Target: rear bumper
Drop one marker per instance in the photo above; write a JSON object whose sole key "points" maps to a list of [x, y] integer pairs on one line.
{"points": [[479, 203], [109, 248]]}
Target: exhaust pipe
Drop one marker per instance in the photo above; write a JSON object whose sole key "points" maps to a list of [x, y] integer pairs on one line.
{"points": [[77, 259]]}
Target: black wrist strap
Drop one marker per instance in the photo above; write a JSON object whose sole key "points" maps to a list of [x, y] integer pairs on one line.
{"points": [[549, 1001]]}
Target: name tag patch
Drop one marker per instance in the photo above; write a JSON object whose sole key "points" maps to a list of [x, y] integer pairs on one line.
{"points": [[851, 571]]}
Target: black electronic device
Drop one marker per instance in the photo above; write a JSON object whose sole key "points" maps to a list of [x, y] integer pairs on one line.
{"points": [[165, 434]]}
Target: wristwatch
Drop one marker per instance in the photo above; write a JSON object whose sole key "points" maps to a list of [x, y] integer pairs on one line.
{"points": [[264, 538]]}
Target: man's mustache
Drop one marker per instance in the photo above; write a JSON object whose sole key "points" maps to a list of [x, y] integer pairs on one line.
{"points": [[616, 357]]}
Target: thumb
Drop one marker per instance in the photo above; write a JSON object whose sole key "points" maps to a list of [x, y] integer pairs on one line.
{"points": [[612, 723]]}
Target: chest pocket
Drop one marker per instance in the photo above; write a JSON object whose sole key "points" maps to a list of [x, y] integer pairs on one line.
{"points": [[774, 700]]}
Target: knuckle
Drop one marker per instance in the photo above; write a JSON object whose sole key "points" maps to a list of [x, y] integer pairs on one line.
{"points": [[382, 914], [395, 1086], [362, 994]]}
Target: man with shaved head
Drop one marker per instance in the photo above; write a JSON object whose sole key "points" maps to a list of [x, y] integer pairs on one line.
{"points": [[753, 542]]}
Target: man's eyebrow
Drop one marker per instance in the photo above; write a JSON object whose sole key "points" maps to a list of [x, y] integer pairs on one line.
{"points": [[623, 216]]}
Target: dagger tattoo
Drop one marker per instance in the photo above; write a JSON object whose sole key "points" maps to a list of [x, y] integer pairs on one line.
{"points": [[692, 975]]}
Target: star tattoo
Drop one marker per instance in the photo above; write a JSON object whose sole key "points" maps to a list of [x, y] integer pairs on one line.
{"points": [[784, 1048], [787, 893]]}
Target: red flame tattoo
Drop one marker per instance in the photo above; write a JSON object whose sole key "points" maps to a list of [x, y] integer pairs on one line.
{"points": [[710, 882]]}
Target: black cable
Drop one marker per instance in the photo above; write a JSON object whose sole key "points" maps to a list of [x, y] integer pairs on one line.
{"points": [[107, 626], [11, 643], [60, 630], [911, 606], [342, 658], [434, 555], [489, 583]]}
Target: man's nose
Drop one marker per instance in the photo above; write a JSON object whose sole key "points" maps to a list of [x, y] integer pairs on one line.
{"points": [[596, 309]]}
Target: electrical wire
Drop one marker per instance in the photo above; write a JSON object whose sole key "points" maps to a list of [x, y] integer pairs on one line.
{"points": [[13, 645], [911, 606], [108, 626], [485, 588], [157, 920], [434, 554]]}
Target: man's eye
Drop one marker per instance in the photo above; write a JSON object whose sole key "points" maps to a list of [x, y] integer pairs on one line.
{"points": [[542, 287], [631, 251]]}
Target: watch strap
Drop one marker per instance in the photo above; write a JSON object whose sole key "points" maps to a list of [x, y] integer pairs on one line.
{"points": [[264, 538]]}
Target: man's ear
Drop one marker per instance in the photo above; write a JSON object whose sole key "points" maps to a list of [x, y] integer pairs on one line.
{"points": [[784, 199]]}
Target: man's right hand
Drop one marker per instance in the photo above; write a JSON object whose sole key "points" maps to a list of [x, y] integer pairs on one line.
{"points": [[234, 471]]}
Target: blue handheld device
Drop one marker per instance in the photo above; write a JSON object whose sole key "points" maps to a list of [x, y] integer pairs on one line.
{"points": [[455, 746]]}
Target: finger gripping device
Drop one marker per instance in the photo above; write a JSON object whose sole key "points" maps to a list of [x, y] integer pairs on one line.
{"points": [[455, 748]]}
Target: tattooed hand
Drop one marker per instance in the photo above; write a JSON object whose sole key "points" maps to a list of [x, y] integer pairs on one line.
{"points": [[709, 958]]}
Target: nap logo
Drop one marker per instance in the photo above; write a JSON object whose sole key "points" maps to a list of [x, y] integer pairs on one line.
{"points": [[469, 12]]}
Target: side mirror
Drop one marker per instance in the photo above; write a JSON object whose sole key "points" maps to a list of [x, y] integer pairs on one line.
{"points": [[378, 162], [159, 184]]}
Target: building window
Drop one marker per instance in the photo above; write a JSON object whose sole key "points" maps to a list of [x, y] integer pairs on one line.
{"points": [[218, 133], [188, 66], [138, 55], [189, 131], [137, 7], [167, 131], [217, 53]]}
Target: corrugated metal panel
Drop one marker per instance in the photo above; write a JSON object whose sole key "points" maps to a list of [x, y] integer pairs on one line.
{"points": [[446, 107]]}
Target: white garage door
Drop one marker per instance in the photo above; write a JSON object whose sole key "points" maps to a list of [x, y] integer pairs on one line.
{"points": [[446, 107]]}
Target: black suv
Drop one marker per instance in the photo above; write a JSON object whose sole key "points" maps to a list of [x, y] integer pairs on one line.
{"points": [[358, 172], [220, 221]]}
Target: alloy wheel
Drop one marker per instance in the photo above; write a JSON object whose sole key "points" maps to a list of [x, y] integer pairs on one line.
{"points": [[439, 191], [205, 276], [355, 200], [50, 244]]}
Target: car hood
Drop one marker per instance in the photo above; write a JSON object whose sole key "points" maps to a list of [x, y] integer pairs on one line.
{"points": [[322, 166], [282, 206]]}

EXERCISE PROMPT: Express everything from the line containing "Target: alloy wheel" down to the last line of the items as a numbered list, both ends included and blank lines omitted.

TASK SOLUTION:
1. Target: alloy wheel
2. Drop one marker per instance in the photo above; write a JSON object whose sole key "points" maps to a list of [x, y] integer pairs on one line.
3. {"points": [[439, 191], [205, 276], [355, 200], [50, 244]]}
4. Target: car hood
5. Drop one marker per instance in the photo above; write a JSON object whose sole key "points" maps to a list of [x, y] integer pairs on one line.
6. {"points": [[322, 166], [282, 206]]}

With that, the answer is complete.